■ EXERCISE OBJECTIVE: Rescale the answers in the rows that start with the row containing "peach-colored petal in the photo above." and go on through the last row: write those rows out again, requests included, and multiply every point coordinate in the answers by 2.45, rounding to whole numbers with halves rounded up. Give only those rows.

————

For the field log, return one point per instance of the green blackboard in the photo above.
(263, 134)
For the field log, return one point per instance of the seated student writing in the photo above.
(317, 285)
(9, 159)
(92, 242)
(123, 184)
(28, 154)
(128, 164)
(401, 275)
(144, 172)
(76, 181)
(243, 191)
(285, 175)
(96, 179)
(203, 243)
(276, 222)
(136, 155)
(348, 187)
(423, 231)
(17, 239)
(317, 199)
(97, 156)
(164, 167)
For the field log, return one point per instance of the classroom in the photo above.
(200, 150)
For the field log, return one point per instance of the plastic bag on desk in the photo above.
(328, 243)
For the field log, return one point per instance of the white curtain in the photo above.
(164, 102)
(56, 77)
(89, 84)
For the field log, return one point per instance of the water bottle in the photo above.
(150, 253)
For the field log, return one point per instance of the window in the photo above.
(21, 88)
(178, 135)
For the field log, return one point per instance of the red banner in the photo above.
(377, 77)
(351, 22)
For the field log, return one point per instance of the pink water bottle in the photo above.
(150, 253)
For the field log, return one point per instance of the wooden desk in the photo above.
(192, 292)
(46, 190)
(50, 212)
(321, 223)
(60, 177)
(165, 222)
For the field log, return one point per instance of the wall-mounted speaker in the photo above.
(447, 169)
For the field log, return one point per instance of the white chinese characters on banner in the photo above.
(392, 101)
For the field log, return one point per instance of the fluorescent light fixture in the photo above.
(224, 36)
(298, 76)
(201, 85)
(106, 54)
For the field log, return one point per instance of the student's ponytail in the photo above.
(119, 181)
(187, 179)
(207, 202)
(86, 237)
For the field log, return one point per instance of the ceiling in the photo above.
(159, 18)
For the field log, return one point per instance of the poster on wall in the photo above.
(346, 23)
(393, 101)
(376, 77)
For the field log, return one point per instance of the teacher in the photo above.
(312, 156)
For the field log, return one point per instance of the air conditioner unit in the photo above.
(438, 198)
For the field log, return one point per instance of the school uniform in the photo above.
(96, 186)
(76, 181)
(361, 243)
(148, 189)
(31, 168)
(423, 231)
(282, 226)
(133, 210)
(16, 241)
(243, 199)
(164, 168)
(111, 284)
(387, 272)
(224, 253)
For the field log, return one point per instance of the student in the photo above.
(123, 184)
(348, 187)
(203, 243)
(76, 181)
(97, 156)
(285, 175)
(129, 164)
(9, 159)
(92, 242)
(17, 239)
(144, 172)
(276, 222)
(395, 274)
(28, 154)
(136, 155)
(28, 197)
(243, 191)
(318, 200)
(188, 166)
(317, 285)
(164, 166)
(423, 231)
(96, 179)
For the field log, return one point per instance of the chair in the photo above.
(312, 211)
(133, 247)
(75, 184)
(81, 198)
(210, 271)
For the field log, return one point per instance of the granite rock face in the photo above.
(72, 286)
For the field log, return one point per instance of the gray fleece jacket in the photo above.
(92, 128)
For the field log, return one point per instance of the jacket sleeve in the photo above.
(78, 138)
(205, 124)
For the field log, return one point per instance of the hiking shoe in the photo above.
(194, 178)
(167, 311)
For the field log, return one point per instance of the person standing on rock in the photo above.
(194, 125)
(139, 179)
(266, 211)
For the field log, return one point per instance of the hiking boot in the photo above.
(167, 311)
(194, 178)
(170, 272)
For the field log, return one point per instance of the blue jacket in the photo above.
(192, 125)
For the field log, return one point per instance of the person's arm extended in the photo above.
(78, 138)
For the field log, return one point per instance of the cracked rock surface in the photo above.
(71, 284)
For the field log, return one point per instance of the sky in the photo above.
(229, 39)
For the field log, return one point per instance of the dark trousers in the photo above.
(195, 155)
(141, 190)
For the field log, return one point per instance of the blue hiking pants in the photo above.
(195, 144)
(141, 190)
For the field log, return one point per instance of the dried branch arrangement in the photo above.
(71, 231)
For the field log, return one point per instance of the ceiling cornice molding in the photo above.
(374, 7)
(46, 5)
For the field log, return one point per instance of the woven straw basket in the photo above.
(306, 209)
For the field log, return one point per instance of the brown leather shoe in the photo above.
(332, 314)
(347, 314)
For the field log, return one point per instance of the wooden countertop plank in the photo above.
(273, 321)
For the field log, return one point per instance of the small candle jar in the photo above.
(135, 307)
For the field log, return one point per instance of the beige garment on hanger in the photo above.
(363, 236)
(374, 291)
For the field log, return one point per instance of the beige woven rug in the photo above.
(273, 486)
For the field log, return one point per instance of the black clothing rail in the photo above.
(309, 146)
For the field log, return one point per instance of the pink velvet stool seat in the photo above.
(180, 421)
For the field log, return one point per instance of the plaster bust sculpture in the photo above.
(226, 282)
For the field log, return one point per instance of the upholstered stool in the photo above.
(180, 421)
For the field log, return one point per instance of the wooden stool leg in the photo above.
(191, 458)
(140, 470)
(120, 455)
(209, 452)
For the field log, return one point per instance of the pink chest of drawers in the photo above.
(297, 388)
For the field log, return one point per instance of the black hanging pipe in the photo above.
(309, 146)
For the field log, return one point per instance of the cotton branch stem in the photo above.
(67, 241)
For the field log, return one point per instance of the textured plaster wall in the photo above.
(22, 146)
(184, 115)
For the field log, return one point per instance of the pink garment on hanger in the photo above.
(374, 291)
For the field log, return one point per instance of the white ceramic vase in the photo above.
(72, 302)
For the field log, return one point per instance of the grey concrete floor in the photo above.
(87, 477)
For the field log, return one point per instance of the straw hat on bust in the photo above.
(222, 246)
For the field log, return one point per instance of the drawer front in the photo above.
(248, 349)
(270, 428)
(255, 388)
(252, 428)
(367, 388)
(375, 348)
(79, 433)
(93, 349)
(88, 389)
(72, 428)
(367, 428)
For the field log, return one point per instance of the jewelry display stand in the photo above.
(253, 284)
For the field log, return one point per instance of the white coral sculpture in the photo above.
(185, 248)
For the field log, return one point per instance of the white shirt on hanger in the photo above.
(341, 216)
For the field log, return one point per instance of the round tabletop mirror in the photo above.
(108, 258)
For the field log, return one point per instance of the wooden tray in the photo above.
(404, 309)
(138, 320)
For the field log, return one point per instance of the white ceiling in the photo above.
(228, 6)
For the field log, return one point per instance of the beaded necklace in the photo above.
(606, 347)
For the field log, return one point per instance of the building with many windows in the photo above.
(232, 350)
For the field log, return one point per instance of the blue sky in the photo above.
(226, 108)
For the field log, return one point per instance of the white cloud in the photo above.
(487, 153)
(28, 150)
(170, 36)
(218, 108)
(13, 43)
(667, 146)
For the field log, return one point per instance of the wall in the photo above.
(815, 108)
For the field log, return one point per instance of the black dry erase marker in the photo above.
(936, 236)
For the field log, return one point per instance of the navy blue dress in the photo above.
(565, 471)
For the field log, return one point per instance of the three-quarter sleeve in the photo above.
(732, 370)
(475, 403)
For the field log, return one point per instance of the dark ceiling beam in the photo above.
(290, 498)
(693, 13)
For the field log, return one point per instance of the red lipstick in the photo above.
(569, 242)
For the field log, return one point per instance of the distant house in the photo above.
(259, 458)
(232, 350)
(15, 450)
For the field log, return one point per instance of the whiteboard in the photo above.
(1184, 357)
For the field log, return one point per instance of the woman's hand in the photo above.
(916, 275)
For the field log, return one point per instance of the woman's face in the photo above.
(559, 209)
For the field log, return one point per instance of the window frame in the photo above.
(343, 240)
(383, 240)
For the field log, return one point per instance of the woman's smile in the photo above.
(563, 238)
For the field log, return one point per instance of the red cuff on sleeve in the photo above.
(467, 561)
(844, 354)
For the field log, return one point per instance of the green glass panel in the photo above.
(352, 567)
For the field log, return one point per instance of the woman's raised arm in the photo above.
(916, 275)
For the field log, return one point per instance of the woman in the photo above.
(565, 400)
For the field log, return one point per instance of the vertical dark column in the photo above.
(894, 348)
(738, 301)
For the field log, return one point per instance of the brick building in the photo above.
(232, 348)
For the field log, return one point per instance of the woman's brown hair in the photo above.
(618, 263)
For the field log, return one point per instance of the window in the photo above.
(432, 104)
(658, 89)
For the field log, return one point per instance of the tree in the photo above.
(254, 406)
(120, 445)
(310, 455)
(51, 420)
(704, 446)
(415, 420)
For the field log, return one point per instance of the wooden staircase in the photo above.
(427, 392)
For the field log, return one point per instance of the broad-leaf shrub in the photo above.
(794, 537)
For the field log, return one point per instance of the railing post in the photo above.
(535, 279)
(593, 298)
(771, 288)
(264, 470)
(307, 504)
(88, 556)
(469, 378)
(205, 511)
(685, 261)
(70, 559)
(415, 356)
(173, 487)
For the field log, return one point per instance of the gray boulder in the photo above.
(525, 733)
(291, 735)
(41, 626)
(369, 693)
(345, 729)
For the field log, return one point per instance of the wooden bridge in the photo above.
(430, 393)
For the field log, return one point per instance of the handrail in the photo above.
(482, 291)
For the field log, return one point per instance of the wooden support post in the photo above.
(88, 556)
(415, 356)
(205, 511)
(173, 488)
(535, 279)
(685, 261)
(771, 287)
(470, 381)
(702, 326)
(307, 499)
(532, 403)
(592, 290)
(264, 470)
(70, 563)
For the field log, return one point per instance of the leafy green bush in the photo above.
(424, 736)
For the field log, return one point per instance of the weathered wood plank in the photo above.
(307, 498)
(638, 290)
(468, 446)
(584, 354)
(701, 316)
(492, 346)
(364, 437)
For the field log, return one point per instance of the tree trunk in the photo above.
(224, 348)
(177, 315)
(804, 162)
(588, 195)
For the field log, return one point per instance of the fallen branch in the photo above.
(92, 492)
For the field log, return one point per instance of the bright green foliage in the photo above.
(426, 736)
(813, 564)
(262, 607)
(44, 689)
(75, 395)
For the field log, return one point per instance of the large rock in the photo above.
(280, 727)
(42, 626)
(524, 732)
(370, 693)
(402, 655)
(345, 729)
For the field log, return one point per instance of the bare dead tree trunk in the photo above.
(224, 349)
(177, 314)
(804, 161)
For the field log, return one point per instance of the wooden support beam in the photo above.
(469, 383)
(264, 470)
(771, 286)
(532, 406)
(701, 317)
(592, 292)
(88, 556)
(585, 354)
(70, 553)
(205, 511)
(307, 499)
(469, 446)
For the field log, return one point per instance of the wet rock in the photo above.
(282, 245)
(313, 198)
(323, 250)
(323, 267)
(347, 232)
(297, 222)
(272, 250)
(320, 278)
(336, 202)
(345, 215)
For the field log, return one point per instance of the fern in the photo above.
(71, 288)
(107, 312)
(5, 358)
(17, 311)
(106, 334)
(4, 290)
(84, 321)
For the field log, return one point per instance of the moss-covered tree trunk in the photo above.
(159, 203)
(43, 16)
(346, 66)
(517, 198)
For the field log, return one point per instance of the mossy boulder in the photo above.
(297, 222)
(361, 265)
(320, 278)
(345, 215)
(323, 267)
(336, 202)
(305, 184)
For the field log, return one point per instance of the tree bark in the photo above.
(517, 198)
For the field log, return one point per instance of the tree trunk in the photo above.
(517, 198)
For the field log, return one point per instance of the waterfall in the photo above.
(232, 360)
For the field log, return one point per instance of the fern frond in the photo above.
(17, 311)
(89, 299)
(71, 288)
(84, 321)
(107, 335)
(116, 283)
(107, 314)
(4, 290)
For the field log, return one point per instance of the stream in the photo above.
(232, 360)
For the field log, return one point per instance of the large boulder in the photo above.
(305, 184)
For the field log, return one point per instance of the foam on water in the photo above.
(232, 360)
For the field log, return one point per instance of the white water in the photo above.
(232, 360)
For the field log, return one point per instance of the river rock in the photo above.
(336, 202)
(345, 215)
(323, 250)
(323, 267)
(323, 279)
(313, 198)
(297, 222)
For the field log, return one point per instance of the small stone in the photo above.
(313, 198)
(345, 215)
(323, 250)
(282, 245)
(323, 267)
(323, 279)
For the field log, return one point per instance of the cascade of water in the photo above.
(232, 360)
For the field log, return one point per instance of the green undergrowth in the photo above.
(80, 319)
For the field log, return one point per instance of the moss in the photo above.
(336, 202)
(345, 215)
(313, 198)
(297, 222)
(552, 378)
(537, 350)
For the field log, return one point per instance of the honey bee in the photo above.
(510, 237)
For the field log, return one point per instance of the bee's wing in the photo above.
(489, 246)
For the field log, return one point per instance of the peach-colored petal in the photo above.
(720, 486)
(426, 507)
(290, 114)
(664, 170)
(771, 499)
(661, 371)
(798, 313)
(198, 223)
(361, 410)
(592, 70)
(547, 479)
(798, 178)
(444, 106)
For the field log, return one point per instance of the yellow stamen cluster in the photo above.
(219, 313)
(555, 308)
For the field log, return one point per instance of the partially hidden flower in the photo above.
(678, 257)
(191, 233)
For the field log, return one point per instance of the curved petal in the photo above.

————

■ WRITTEN SOLUTION:
For the field log, return one point per instance of the peach-colored petal in the photo above.
(1764, 1191)
(1044, 1242)
(711, 279)
(1627, 417)
(1889, 1223)
(1619, 909)
(1955, 767)
(485, 546)
(884, 1005)
(1450, 172)
(1340, 1174)
(1955, 436)
(1088, 260)
For the field log, return one point per instance of the yellow stamen cluster in the photo above.
(537, 767)
(1360, 755)
For the field log, return one point per instance of the partially hidden flower in the photo above.
(1661, 630)
(468, 571)
For the field log, return one point per instance of the curved petal in the photo above.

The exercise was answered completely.